Problem requirements
Can you copy out all of the records below word for word, leaving out the pictures?

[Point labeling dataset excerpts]
- - - - - - -

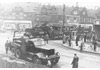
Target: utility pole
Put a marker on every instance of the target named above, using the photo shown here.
(63, 19)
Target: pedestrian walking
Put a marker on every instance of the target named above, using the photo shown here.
(94, 43)
(69, 40)
(81, 46)
(75, 61)
(64, 39)
(77, 39)
(47, 38)
(85, 37)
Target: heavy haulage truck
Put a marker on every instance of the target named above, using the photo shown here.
(25, 47)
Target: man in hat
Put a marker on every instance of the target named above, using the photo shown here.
(75, 61)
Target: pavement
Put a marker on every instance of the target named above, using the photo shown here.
(88, 47)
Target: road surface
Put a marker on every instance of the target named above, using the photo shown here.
(66, 56)
(85, 60)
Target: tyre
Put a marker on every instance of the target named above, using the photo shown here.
(13, 51)
(36, 59)
(56, 61)
(18, 53)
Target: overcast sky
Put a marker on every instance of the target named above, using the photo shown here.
(81, 3)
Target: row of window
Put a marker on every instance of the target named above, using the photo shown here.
(76, 19)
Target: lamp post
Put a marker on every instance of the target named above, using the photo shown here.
(63, 19)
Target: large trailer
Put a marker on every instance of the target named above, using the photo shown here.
(19, 25)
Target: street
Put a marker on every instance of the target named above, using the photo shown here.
(86, 60)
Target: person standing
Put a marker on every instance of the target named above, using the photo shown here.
(94, 43)
(75, 61)
(47, 38)
(81, 46)
(85, 39)
(77, 39)
(69, 40)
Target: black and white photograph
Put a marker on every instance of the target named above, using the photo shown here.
(49, 34)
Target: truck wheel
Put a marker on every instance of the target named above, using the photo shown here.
(13, 51)
(18, 53)
(36, 59)
(56, 61)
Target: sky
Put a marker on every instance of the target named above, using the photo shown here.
(82, 3)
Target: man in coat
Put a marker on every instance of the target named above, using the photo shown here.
(77, 39)
(75, 61)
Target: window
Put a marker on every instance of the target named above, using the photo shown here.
(83, 19)
(75, 19)
(68, 19)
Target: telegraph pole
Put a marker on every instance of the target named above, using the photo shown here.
(63, 19)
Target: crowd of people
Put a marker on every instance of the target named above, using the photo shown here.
(82, 38)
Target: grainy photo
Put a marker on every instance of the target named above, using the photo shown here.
(52, 34)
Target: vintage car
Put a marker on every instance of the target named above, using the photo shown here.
(25, 47)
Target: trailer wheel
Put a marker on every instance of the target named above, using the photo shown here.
(36, 59)
(13, 51)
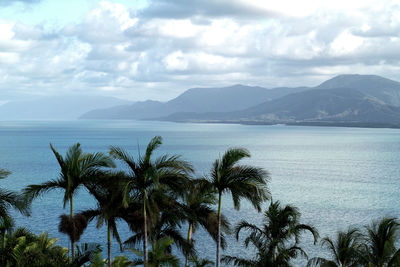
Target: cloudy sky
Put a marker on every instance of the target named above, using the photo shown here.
(141, 49)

- - - - - - -

Output
Target: utility pole
Put a marker on every instance of the target named above, using the photo shown here.
(63, 19)
Target: pedestrian walking
Put a marker on every instance of the target named above, using the photo shown here.
(94, 43)
(69, 40)
(81, 46)
(75, 61)
(64, 39)
(77, 39)
(47, 38)
(85, 37)
Target: heavy haulage truck
Put a marker on every instance of the target named above, using the photo shown here.
(25, 47)
Target: man in hat
Put a marker on every instance of the target named above, using the photo shown here.
(75, 61)
Target: pavement
Put a marker on every instance of the target named above, using the photo shown here.
(88, 47)
Target: road surface
Put a marker on every instance of the target named above, using the photo shown here.
(66, 56)
(85, 60)
Target: tyre
Put a marker on every instance of the target named above, using the photo shown here.
(13, 51)
(36, 59)
(56, 61)
(18, 53)
Target: overcast sky
Put a marker on every instance of the target named above, using the photo shown here.
(81, 3)
Target: row of window
Put a marker on every instance of the target named above, using the photo shown here.
(76, 19)
Target: lamp post
Put a marker on every instance of the target named above, using the photo shown here.
(63, 19)
Target: large trailer
Put a marker on every instance of the target named above, using the photo shown here.
(19, 25)
Target: street
Put a marker on every instance of the target named above, using the photo shown here.
(86, 60)
Target: person standing
Put a marker on every instance of the target named above, using the photo shown here.
(94, 43)
(75, 61)
(47, 38)
(81, 46)
(85, 39)
(77, 39)
(69, 40)
Target: black and white photograph
Put a marker on every instance of the target named above, using the photo shown here.
(49, 34)
Target: truck wheel
Put a marker on every instance of the target named above, using the photo shown here.
(13, 51)
(18, 53)
(36, 59)
(56, 61)
Target: sky
Put a marker on every instance of the target named above, using the photo shown here.
(82, 3)
Target: man in coat
Put a marker on every instance of the target named above, using the photo shown here.
(77, 39)
(75, 61)
Target: window
Put a marker on every instance of the target named above, using the photo shown here.
(83, 19)
(75, 19)
(68, 19)
Target: telegraph pole
Put a marker on every instance of the target named above, using the photo shown here.
(63, 19)
Target: crowd of people
Put a marker on every instance of the target named above, using the photo shown here.
(82, 38)
Target: grainy photo
Put a marker on every instance of the target named above, using the photo shown here.
(52, 34)
Target: vintage car
Put a marker on every instance of the target named above, using the photo shown here.
(25, 47)
Target: trailer wheel
Put a marker on every instance of the target named above, using the photo shown here.
(36, 59)
(13, 51)
Target: cloudy sky
Put a marker on every instance of the target named above, using the photo shown here.
(141, 49)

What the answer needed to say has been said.